*** Opening of TEXT SECTION ***

This project is a local Retrieval Augmented Generation (RAG) chatbot application built with Streamlit, LangChain, and Ollama. It allows you to upload multiple PDF documents and chat with an AI model that can answer questions based on the content of those documents. The application features both voice input (speech-to-text) and output (text-to-speech) capabilities, all running completely offline.
- Complete Offline Operation: Runs entirely on your local machine using Ollama and Vosk
- Multi-PDF Support: Upload and query information from multiple PDF files simultaneously
- Contextual Answers: AI responds based only on the content of uploaded documents
- Offline Voice Input: Speak your questions using Vosk for speech recognition (no internet required)
- Offline Voice Output: AI responses can be spoken aloud using pyttsx3
- Chat History Persistence: Saves and loads your chat history locally
- Flexible Configuration: Customize models, prompts, and behavior through the code
- Easy Management: Clear buttons for uploaded PDFs and chat history
Before you begin, ensure you have the following:
- Python 3.8+: python.org/downloads
- Ollama: ollama.com/download (must be running)
- Required Models: Run these commands after installing Ollama:
ollama pull mistral:7b ollama pull nomic-embed-text:latest
- Vosk Model: Download the small English model from alphacephei.com/vosk/models and place it in a vosk-models directory
- Microphone and Speakers: Required for voice features
- Clone or download the repository
- Create and activate a virtual environment:
python -m venv .venv python3.10 -m venv .venv source .venv/bin/activate # Linux/Mac .venv\Scripts\activate # Windows
- install all the dependency pip install -r requirements.txt
Ensure Ollama is running in the background
Start the application:
streamlit run main.py
The app will open in your default browser at http://localhost:8501- Upload PDFs via the sidebar
- Wait for processing to complete (you'll see a confirmation message)

*** Close of TEXT SECTION ***

**REQUIREMENT:** In the chatbot project description, which tool speaks the AI's answers aloud?

*** Opening of DATASET ENTRIES ***

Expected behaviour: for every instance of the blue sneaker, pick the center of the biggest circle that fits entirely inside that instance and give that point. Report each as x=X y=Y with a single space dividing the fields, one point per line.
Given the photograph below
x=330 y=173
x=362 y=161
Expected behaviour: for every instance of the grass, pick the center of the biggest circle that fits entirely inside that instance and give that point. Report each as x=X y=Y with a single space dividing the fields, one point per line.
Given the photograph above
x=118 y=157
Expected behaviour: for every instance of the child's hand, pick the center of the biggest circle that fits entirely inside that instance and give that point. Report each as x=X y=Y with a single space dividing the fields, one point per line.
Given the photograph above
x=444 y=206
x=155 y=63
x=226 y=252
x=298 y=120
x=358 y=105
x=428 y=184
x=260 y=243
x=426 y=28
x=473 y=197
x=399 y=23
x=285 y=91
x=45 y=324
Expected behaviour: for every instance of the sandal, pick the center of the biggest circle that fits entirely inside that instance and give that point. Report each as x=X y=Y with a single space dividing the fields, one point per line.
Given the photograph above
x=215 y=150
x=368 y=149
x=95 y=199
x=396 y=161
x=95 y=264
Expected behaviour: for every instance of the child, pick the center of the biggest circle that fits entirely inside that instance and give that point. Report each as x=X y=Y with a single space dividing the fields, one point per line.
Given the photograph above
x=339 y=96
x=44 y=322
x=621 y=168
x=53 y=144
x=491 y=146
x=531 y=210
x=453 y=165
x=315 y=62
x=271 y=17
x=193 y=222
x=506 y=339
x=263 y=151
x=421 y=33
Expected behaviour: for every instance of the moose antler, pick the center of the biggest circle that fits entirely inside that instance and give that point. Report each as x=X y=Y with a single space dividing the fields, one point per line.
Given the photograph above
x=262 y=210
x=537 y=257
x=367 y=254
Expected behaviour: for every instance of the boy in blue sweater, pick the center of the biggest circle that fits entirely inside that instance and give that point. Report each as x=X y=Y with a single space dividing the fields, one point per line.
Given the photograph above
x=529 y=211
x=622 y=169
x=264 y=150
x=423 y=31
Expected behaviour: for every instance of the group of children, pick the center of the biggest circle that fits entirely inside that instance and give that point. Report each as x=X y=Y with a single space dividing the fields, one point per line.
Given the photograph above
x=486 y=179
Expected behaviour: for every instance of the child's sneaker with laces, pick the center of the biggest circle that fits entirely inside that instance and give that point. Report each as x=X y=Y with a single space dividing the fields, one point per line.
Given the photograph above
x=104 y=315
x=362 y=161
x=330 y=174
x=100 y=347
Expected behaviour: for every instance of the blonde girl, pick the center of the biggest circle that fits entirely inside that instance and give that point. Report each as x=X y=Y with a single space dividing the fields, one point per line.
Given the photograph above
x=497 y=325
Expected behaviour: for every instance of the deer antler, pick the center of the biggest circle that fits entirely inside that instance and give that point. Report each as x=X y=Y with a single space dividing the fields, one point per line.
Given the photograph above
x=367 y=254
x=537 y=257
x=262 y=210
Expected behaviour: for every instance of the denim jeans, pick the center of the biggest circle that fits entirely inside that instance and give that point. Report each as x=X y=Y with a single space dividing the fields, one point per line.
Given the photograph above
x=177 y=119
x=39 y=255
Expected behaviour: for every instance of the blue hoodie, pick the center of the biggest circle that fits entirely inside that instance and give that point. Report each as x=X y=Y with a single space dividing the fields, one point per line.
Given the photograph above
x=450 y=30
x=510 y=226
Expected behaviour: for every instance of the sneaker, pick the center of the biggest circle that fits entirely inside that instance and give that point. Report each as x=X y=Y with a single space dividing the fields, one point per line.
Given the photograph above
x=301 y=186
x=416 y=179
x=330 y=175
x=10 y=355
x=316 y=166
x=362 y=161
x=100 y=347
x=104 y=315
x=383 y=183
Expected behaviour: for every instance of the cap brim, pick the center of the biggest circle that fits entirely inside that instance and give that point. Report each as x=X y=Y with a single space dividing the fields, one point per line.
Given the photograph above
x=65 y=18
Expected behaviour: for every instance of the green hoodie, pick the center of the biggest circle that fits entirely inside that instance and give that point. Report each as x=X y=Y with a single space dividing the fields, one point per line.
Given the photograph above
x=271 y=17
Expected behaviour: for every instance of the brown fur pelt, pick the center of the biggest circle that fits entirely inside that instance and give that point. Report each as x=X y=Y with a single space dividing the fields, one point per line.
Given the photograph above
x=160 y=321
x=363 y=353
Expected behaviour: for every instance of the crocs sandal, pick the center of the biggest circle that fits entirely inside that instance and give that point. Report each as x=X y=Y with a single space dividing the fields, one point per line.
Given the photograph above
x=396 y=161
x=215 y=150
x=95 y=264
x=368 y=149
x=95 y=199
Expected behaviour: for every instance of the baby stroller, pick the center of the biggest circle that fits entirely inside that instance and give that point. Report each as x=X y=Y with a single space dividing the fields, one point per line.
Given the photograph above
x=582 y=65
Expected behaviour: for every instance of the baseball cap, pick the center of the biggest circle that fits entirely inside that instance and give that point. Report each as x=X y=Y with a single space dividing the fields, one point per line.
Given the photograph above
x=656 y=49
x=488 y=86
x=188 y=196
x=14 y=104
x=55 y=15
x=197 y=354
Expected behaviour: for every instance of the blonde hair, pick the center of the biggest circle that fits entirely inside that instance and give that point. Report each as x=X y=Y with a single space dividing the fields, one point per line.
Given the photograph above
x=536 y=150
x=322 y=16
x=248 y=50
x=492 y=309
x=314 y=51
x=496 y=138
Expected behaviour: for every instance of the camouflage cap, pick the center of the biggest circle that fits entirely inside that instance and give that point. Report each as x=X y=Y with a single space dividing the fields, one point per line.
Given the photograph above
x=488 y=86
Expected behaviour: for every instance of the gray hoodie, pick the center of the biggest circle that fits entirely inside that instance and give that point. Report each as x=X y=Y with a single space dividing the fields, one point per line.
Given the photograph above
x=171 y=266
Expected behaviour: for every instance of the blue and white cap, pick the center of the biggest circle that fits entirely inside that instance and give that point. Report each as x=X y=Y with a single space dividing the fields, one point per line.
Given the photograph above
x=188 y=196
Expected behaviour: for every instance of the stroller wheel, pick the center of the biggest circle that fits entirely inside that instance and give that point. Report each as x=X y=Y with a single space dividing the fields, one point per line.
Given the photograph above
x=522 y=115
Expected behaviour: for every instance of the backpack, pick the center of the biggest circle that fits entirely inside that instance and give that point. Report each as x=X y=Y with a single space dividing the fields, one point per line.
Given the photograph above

*** Close of DATASET ENTRIES ***

**SOLVED PROBLEM:** pyttsx3